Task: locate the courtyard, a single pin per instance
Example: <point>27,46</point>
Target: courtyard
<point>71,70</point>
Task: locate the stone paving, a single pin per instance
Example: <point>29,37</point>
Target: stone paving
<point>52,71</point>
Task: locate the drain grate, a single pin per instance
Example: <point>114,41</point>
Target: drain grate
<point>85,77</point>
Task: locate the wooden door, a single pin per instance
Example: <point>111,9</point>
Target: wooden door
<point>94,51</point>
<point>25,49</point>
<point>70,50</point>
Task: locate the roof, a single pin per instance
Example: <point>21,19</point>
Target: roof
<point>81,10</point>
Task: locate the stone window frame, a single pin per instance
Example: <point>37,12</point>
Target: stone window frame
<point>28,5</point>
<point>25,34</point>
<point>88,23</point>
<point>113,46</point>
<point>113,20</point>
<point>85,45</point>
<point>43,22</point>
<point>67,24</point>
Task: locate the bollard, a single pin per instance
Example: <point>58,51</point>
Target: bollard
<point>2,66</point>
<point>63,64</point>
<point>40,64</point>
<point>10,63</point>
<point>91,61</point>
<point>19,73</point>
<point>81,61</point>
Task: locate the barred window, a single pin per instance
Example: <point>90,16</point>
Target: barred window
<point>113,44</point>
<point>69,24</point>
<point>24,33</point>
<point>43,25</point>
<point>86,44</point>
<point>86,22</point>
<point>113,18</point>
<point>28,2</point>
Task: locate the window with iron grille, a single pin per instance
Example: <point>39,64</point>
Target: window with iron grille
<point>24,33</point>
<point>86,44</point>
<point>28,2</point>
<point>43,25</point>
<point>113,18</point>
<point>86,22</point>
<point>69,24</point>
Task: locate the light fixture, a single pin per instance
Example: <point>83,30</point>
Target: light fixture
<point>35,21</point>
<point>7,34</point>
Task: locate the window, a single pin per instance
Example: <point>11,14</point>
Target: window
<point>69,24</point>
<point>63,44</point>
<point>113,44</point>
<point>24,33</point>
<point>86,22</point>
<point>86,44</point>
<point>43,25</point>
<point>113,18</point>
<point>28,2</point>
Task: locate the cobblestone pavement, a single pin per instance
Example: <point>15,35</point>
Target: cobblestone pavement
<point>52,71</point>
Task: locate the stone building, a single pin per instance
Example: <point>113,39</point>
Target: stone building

===

▶ BRIEF: Reproduce the stretch of the material from the line containing "Task: locate the window with" through the end of the material, requests included, adding 84 to every coordinate in the answer points. Leave the coordinates in the sample points unchanged.

▶ EXPECTED OUTPUT:
Task: locate the window with iron grille, a single pin per instance
Example: <point>39,64</point>
Target: window with iron grille
<point>108,117</point>
<point>170,128</point>
<point>112,86</point>
<point>127,109</point>
<point>197,102</point>
<point>170,106</point>
<point>153,108</point>
Task: locate the light fixture, a single pin per instance
Example: <point>83,30</point>
Target: light fixture
<point>119,105</point>
<point>91,118</point>
Task: locate the window, a single pin per instance
Example: <point>11,14</point>
Target: window
<point>153,108</point>
<point>147,128</point>
<point>197,128</point>
<point>108,117</point>
<point>170,106</point>
<point>170,128</point>
<point>127,109</point>
<point>197,102</point>
<point>112,86</point>
Task: locate the cobblestone pavement, a single pin per instance
Example: <point>15,35</point>
Target: cobblestone pavement
<point>136,155</point>
Task: locate the stone building, a single pin per instance
Example: <point>113,39</point>
Target: stone building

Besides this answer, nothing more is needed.